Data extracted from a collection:
★ ★ ★ ★

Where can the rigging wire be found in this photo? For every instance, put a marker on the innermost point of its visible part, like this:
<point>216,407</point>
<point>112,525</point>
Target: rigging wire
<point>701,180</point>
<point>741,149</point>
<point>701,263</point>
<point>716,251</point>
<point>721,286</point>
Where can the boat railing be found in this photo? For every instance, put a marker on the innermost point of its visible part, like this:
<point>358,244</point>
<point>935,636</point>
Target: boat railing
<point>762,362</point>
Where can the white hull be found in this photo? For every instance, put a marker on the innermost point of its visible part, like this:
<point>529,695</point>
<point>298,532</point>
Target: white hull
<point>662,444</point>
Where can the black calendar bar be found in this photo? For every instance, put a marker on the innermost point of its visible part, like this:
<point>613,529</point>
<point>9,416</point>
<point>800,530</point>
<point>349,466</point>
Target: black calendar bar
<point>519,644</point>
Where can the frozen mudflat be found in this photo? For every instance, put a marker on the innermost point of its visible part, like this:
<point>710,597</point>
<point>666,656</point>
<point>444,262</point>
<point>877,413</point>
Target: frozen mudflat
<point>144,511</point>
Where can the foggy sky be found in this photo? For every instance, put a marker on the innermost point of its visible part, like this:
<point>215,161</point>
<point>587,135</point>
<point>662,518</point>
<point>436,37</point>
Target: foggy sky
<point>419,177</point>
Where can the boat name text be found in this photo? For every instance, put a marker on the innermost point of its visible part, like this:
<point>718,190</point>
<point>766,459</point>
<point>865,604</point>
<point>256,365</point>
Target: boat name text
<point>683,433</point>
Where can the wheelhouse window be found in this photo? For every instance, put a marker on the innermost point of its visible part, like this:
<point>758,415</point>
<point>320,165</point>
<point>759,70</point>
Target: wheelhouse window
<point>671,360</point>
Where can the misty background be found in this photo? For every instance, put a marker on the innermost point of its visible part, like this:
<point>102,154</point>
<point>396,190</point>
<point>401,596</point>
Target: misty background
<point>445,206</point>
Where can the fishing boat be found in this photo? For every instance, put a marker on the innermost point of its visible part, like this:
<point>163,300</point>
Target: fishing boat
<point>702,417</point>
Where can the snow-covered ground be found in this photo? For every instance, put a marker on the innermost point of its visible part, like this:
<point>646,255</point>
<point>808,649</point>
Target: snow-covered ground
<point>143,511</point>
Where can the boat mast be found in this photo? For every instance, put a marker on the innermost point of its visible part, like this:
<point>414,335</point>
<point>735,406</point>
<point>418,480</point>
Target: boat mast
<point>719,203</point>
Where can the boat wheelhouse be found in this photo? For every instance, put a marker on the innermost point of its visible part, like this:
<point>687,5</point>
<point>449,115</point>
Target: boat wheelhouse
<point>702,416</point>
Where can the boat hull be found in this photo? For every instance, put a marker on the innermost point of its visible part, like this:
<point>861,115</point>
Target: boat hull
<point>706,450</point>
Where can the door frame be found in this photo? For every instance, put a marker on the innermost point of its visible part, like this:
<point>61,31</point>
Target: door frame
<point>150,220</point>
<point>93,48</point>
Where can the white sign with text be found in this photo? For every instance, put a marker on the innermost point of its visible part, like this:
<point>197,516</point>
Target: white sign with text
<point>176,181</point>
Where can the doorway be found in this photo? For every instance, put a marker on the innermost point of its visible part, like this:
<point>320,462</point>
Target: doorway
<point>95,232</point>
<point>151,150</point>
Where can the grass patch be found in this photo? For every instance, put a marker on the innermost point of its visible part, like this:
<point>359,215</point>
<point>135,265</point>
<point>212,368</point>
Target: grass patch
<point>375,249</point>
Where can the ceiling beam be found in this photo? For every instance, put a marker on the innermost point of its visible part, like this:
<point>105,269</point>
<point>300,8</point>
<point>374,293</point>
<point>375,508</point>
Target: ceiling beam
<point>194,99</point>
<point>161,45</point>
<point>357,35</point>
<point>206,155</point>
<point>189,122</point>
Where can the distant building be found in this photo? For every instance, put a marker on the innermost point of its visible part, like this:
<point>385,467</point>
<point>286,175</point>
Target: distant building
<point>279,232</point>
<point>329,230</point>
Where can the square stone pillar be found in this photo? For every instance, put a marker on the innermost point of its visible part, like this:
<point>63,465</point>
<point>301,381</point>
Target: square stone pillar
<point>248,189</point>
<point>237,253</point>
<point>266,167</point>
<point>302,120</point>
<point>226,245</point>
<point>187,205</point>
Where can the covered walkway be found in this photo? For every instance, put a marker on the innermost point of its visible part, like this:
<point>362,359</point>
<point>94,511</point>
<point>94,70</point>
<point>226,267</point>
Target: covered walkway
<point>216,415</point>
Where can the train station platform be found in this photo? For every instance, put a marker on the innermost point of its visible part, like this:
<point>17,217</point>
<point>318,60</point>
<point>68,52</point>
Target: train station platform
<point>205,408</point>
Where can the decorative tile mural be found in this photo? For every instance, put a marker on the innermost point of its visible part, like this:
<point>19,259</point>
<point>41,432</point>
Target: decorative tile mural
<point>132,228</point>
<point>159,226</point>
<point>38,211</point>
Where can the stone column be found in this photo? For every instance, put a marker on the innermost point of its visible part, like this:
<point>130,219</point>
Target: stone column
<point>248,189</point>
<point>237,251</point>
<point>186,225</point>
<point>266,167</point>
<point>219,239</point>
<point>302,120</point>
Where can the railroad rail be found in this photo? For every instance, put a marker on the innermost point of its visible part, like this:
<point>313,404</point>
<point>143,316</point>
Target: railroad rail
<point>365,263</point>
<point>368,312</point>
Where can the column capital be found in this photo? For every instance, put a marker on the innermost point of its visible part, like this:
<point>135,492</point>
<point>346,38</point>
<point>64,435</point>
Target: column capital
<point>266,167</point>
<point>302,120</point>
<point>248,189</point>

★ ★ ★ ★

◆ Set exercise
Please rewrite every line of the records above as a JSON list of strings, one string per line, leaving out blank lines.

◆ Reply to the task
[
  "Where can the rigging wire be found in this photo? For every instance, put a marker on the innermost point of its visible part, like this:",
  "<point>216,407</point>",
  "<point>112,525</point>",
  "Target: rigging wire",
  "<point>701,180</point>",
  "<point>741,149</point>",
  "<point>701,263</point>",
  "<point>716,251</point>",
  "<point>721,286</point>",
  "Where can the boat railing be found in this photo? For every instance, put a marker on the innermost point of its visible part, like this:",
  "<point>358,244</point>",
  "<point>935,636</point>",
  "Target: boat railing",
  "<point>762,362</point>",
  "Where can the white hull be found in this photo? For every instance, put a marker on the innermost point of its visible part, like this:",
  "<point>529,695</point>",
  "<point>298,532</point>",
  "Target: white hull",
  "<point>662,444</point>",
  "Where can the black calendar bar be found in this photo? For every instance, put a marker on the innermost point of its visible part, like this:",
  "<point>613,529</point>",
  "<point>9,416</point>",
  "<point>800,530</point>",
  "<point>349,466</point>",
  "Target: black calendar bar",
  "<point>519,644</point>",
  "Where can the frozen mudflat be found in this photo? For every instance, put a marker on the innermost point of its visible part, like this:",
  "<point>710,597</point>",
  "<point>666,656</point>",
  "<point>444,262</point>",
  "<point>877,413</point>",
  "Target: frozen mudflat",
  "<point>144,511</point>",
  "Where can the foggy sky be found in this photo? For every instance, put a marker on the innermost point of its visible part, like this:",
  "<point>215,161</point>",
  "<point>587,135</point>",
  "<point>662,518</point>",
  "<point>436,37</point>",
  "Target: foggy sky",
  "<point>419,177</point>",
  "Where can the boat name text be found in this photo? For every instance, put a marker on the innermost point of its visible part, like this:",
  "<point>718,190</point>",
  "<point>766,459</point>",
  "<point>865,604</point>",
  "<point>256,365</point>",
  "Target: boat name text",
  "<point>683,433</point>",
  "Where can the wheelhouse window be found in this photo? For every instance, put a marker on the innermost point of its visible part, like this:",
  "<point>758,415</point>",
  "<point>320,165</point>",
  "<point>759,70</point>",
  "Target: wheelhouse window",
  "<point>671,360</point>",
  "Where can the misty background be found in this photo? For every instance, put a marker on the innermost point of its visible part, like this:",
  "<point>102,154</point>",
  "<point>396,190</point>",
  "<point>401,596</point>",
  "Target: misty background",
  "<point>445,206</point>",
  "Where can the fishing boat be found in this photo? For every instance, put a marker on the innermost point of its visible part, like this:",
  "<point>163,300</point>",
  "Target: fishing boat",
  "<point>702,417</point>",
  "Where can the snow-covered ground be found in this photo? For every instance, put a marker on the innermost point of its visible part, like this:",
  "<point>646,255</point>",
  "<point>808,649</point>",
  "Target: snow-covered ground",
  "<point>143,511</point>",
  "Where can the boat mast be found in this photo? For every instance, put a marker on the innermost point of its visible part, like this:",
  "<point>414,335</point>",
  "<point>735,406</point>",
  "<point>418,480</point>",
  "Target: boat mast",
  "<point>719,203</point>",
  "Where can the boat wheelhouse be found in this photo? For every instance, put a marker on the innermost point of its visible part, like this:",
  "<point>687,5</point>",
  "<point>449,115</point>",
  "Target: boat wheelhouse",
  "<point>702,416</point>",
  "Where can the boat hull be found in this photo? For every instance, put a marker on the innermost point of its visible part, like this:",
  "<point>861,115</point>",
  "Target: boat hull",
  "<point>706,450</point>",
  "Where can the door frame be found in this photo? For every instance, put a marker on the innermost point of its visible part, like this:",
  "<point>61,31</point>",
  "Target: door frame",
  "<point>150,220</point>",
  "<point>93,48</point>",
  "Where can the white sign with text be found in this photo? For every instance, put a marker on the innermost point of its visible part, like this:",
  "<point>197,516</point>",
  "Target: white sign with text",
  "<point>176,181</point>",
  "Where can the doorway be found in this photo? For every instance, put a marker on the innermost point of its visible part, like this:",
  "<point>320,462</point>",
  "Target: doorway",
  "<point>95,232</point>",
  "<point>151,150</point>",
  "Where can the grass patch be found in this photo? For every instance, put a marker on the innermost point of its visible part, like this:",
  "<point>359,215</point>",
  "<point>135,265</point>",
  "<point>212,368</point>",
  "Target: grass patch",
  "<point>375,249</point>",
  "Where can the ceiling beam be found in this photo? For every instance, put a marker on the innermost point of its visible part, like this:",
  "<point>105,269</point>",
  "<point>300,8</point>",
  "<point>374,293</point>",
  "<point>375,508</point>",
  "Target: ceiling beam",
  "<point>194,99</point>",
  "<point>161,45</point>",
  "<point>357,35</point>",
  "<point>206,155</point>",
  "<point>189,122</point>",
  "Where can the distant building be found in this photo? For every instance, put a marker on the innermost point of its visible part, like this:",
  "<point>385,467</point>",
  "<point>286,175</point>",
  "Target: distant building",
  "<point>279,232</point>",
  "<point>329,230</point>",
  "Where can the square stone pillar be found in this photo? For every instance, put a marker on the innermost point of its visible part, like this:",
  "<point>63,465</point>",
  "<point>301,381</point>",
  "Target: square stone pillar",
  "<point>248,189</point>",
  "<point>237,253</point>",
  "<point>266,167</point>",
  "<point>302,120</point>",
  "<point>226,245</point>",
  "<point>187,205</point>",
  "Where can the covered walkway be found in this photo? For every instance, put a marker on the innermost point of its visible part, like this:",
  "<point>362,359</point>",
  "<point>94,511</point>",
  "<point>94,70</point>",
  "<point>226,267</point>",
  "Target: covered walkway",
  "<point>216,415</point>",
  "Where can the train station platform be found in this photo? For every instance, put a marker on the innermost point of its visible part, like this:",
  "<point>17,217</point>",
  "<point>318,60</point>",
  "<point>68,52</point>",
  "Target: train station platform",
  "<point>205,408</point>",
  "Where can the decorative tile mural be found in this photo? For every instance, put a marker on the innermost point of its visible part, like this:",
  "<point>19,259</point>",
  "<point>41,432</point>",
  "Target: decorative tile mural",
  "<point>132,228</point>",
  "<point>159,226</point>",
  "<point>38,211</point>",
  "Where can the stone column be found in this photo? For every instance, put a marker on the innermost point of its visible part, like this:",
  "<point>130,219</point>",
  "Target: stone column",
  "<point>248,189</point>",
  "<point>237,251</point>",
  "<point>186,225</point>",
  "<point>266,167</point>",
  "<point>219,239</point>",
  "<point>302,120</point>",
  "Where can the railroad rail be found in this photo? For every instance, put a marker on the innermost point of its visible part, like this:",
  "<point>313,404</point>",
  "<point>143,316</point>",
  "Target: railroad rail",
  "<point>365,263</point>",
  "<point>368,312</point>",
  "Where can the column capital be found in this photo? For every instance, put a marker on the innermost point of its visible part, like this:",
  "<point>135,492</point>",
  "<point>346,38</point>",
  "<point>64,435</point>",
  "Target: column capital",
  "<point>266,167</point>",
  "<point>302,120</point>",
  "<point>248,189</point>"
]